- [Seite]
::::
Stockschiessen
Das Hamstern von Titeln geht weiter

Veronika Filgertshofer und ihr Team vom TSV Kühbach sind heuer wieder die Nummer eins in Deutschland

19.09.2022 | Stand 22.09.2023, 5:31 Uhr

Die Deutschen Meisterinnen 2022 im Eisstockschießen auf Sommerbahnen: (hinten, v. l.) Franziska Schwertfirm, Irmgard Baumgartner, Heidi Baumgartner sowie (vorne, v. l.) Jessica Gamböck und Veronika Filgertshofer vom TSV Kühbach. Foto: privat

Von Roland Kaufmann

Schaftlach/ Kühbach/Sattelberg – Was der FC Bayern München in Sachen Herrenfußball ist, das stellt der TSV Kühbach nun beim Stockschießen der Damen dar. Ja, seit dem vergangenen Wochenende darf auch er sich als deutscher Rekordmeister in seiner Sportart bezeichnen. Zwar nicht allein, sondern gemeinsam mit drei weiteren Klubs (EC Passau-Neustift, SV Mehring, RSV Büblingshausen) – aber immerhin.

Jeweils acht Titel hat jeder dieser Vereine mittlerweile eingesammelt – eine stolze Zahl. Und bei den Kühbacherinnen immer mit dabei war Veronika Filgertshofer. Es gibt tatsächlich nichts mehr, was der Ausnahme-Athletin aus Sattelberg noch fehlt in Sachen Erfolgen. So wurde die mittlerweile 39-Jährige bereits Weltmeisterin (2008) sowie zweifache Europameisterin (2003, 2006) mit dem deutschen Zielteam, ergatterte bei internationalen Titelkämpfen immer wieder eifrig Edelmetall, holte mit ihrem TSV den Europacup – und so weiter, und so weiter.
::::
- [Material]
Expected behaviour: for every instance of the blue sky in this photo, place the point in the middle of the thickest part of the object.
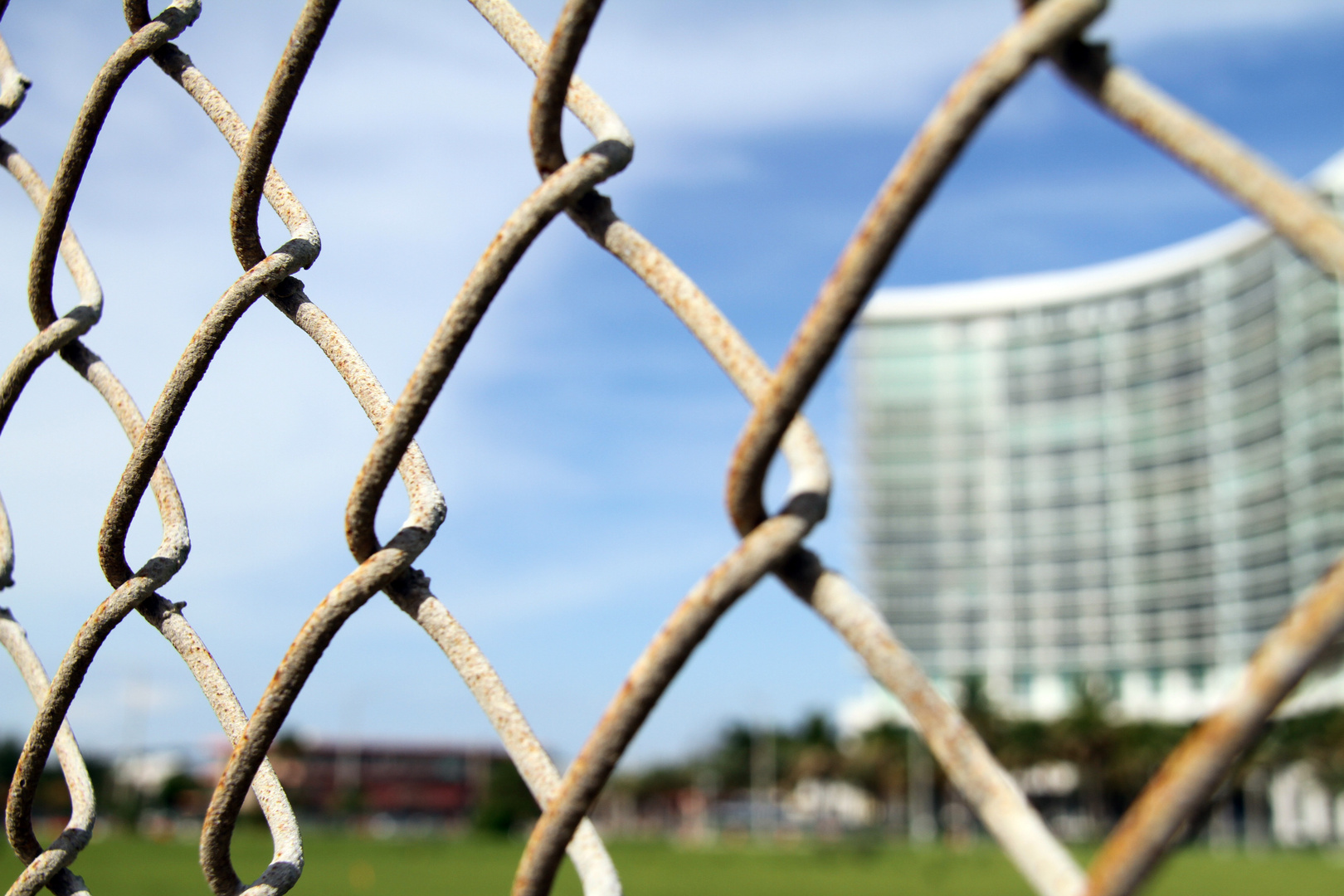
::::
- [Aufgabe]
Entnimm dem Artikel über das Stockschießen den Abschnitt, der mit „Von Roland Kaufmann“ beginnt und mit „Büblingshausen) – aber immerhin.“ endet, und gib ihn wortgetreu wieder. Stütze dich ausschließlich auf den Artikel.

- [Lösung]
Von Roland Kaufmann

Schaftlach/ Kühbach/Sattelberg – Was der FC Bayern München in Sachen Herrenfußball ist, das stellt der TSV Kühbach nun beim Stockschießen der Damen dar. Ja, seit dem vergangenen Wochenende darf auch er sich als deutscher Rekordmeister in seiner Sportart bezeichnen. Zwar nicht allein, sondern gemeinsam mit drei weiteren Klubs (EC Passau-Neustift, SV Mehring, RSV Büblingshausen) – aber immerhin.